Collection entries:
========

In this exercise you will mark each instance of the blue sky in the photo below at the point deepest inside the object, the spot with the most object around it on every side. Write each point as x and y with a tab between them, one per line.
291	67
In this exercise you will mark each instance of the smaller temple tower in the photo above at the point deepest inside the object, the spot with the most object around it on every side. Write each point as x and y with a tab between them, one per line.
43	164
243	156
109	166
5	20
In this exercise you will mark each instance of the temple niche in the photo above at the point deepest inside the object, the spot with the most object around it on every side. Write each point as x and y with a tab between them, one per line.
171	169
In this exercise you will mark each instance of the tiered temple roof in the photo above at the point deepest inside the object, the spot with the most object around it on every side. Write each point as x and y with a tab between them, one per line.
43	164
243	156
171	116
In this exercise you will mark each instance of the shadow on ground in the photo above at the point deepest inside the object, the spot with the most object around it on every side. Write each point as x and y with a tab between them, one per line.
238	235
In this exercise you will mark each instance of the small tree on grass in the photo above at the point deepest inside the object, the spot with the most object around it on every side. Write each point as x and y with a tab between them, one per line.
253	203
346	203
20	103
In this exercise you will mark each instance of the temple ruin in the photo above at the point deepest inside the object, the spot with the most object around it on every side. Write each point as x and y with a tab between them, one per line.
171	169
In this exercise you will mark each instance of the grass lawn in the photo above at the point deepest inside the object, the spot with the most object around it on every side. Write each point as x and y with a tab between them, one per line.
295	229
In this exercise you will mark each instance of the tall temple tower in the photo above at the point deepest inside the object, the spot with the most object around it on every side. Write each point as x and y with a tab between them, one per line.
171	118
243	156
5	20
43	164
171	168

========

TRY IT:
Each entry needs to be copied out exactly as written.

OUTPUT:
In this exercise you will mark each instance of the blue sky in the photo below at the point deepest inside the object, the spot with the most object around it on every side. Write each point as x and y with a tab between them, one per line.
291	67
In this exercise you will mark each instance of the smaller temple tower in the photo above at the point deepest inside the object, the spot with the most object around it on every side. Write each point as x and y with a tab between them, one per line.
43	164
243	156
109	166
5	20
In this exercise you will mark each instance of the temple niche in the photo above at the point deepest inside the object, the spot with the most object around it on every side. Write each point as x and y with a tab between them, one per line.
171	169
In this exercise you will mark each instance of the tiered temple roof in the photo above at the point deepest inside the object, the spot with the most object around it on every side. Write each point as x and y with a tab between them, one per line.
43	164
243	156
171	116
In this exercise you will mark each instance of the shadow on ground in the photo above at the point deepest inside the object, the spot with the most object around it on every side. Write each point as x and y with a tab between them, one per line.
238	235
In this exercise you will mark each instance of the small tree on grass in the photo above at the point deepest inside the object, the spot with the most object around it on every side. Write each point as x and y with a tab between them, one per line.
253	203
346	203
20	103
In this exercise you will mark each instance of the temple ruin in the photo above at the point deepest inside the object, the spot with the most object around it on every side. Write each point as x and y with a tab between them, one per line.
171	169
In this exercise you will mark each instance of the grass lawn in the photo above at the point deepest inside the object, the spot with the most object around it on every side. Write each point as x and y with a tab between them, one per line.
295	229
In this exercise you will mark each instance of the tall temple tower in the photo above at the point deepest inside the object, the spot with the most object around it on every side. Write each point as x and y with a tab between them, one per line.
171	118
243	156
5	20
43	164
171	168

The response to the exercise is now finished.